* Assigned task *
Every line holding the string "chair" is to be copied from the entries below.

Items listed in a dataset
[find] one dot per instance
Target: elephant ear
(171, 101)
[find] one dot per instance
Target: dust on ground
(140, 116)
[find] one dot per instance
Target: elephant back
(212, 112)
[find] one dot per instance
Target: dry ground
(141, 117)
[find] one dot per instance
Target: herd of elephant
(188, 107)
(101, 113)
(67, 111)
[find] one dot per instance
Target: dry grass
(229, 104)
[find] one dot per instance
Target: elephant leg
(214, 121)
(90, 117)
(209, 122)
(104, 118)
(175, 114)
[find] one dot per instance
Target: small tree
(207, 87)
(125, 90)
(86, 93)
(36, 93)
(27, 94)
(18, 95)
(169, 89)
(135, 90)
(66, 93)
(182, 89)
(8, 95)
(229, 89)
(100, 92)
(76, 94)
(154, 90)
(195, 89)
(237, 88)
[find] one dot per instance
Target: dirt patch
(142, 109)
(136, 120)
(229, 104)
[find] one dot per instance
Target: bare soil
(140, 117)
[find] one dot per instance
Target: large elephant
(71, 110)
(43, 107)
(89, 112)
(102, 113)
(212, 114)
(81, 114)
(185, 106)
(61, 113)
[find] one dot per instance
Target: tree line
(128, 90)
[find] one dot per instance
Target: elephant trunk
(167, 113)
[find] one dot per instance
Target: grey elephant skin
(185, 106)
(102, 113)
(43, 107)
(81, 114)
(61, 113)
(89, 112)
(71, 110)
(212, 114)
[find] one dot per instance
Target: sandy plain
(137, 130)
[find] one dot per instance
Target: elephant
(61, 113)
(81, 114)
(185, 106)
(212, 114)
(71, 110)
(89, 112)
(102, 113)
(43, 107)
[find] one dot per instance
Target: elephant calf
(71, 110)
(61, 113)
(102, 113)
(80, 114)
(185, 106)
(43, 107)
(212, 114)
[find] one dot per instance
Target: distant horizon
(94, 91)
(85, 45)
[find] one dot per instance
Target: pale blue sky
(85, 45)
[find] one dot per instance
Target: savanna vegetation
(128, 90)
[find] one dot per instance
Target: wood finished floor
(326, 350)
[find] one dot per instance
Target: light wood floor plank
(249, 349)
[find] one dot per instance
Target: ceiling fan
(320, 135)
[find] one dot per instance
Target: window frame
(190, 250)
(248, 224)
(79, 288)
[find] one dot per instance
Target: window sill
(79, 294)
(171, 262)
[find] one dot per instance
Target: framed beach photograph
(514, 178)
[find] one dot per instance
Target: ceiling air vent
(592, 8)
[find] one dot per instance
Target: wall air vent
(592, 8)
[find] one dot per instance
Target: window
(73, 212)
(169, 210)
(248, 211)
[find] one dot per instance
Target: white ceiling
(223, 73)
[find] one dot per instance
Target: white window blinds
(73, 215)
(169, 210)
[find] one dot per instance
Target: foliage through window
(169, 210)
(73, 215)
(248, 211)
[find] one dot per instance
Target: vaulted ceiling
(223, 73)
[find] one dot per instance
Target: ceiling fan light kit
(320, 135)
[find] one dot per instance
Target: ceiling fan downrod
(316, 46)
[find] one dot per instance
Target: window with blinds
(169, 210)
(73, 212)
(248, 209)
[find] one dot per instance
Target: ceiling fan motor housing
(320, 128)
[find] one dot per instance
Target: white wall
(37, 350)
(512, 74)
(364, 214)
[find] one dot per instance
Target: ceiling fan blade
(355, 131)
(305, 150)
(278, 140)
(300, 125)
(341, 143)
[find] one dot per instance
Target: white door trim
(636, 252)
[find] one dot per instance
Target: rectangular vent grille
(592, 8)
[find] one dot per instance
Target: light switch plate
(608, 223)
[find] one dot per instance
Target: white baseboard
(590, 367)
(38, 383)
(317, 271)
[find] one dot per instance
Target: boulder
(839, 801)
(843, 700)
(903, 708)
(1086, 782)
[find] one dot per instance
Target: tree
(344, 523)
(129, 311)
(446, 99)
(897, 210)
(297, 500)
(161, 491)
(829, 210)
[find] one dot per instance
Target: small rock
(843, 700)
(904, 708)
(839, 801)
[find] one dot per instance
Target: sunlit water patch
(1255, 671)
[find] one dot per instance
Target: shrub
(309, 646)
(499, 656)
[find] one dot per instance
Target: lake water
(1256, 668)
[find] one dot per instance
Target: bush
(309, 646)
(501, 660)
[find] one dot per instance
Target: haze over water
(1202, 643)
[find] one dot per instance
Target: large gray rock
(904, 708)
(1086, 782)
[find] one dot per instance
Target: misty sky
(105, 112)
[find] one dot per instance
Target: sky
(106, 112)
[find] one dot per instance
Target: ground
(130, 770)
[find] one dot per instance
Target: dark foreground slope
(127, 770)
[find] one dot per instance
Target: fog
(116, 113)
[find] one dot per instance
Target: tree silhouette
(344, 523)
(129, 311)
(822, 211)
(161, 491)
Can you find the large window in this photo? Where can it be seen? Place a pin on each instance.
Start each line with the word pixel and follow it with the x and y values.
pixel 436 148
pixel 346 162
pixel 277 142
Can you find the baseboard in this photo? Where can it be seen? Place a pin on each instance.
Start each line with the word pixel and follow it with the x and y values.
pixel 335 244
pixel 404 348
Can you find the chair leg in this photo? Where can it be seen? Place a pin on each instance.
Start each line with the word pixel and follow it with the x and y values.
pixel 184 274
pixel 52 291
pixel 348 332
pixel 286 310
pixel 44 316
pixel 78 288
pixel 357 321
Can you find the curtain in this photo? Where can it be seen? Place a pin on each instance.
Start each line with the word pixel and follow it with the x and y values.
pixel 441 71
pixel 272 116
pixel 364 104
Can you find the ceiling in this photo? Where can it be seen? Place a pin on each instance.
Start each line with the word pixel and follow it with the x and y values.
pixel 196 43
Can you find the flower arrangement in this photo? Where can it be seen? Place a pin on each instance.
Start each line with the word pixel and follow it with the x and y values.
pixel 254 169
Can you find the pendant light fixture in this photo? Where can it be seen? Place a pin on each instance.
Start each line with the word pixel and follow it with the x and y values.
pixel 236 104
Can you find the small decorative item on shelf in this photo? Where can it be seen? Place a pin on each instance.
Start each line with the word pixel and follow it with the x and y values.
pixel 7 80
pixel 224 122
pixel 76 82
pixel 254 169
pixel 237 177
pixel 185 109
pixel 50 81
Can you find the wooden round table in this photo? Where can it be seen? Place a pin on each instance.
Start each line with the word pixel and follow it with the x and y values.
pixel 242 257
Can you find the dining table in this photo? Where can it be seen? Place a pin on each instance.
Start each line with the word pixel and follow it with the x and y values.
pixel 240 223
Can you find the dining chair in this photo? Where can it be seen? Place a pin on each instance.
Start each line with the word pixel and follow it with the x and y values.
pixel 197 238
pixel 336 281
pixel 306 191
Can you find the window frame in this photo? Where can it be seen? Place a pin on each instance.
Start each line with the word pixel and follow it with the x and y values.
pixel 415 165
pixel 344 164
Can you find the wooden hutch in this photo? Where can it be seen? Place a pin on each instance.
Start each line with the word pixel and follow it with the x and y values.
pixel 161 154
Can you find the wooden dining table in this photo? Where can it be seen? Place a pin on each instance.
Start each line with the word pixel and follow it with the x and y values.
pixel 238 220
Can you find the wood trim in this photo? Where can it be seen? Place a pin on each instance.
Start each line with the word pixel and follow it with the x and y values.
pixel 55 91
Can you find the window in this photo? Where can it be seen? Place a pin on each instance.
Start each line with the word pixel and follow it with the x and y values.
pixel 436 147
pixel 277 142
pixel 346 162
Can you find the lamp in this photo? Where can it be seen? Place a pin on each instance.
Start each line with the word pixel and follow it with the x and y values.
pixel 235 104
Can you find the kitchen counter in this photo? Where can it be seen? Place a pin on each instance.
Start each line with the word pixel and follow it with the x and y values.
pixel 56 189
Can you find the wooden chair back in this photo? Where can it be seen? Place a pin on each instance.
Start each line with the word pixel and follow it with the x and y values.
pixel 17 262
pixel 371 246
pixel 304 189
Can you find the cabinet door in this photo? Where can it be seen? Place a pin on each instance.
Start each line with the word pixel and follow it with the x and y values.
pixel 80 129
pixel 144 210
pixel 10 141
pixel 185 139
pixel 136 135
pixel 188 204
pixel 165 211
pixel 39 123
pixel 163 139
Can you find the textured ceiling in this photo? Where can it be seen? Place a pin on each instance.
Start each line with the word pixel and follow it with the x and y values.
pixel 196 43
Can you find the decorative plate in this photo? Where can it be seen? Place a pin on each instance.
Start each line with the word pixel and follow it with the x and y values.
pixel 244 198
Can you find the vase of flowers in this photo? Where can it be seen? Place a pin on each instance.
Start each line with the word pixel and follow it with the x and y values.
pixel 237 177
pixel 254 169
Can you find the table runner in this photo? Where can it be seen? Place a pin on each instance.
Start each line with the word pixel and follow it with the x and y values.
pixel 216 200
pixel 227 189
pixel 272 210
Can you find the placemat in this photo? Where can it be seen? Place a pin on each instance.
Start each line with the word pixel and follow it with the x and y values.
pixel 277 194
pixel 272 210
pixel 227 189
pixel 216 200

* Solution to this exercise *
Can you find the chair leg in this photo? Where can it be seen? Place a pin on each instance.
Can you find the dining chair in this photo? Where can it be seen? Place a pin on each instance.
Can you find the wooden chair back in this photo? Where can it be seen? Place a pin on each instance.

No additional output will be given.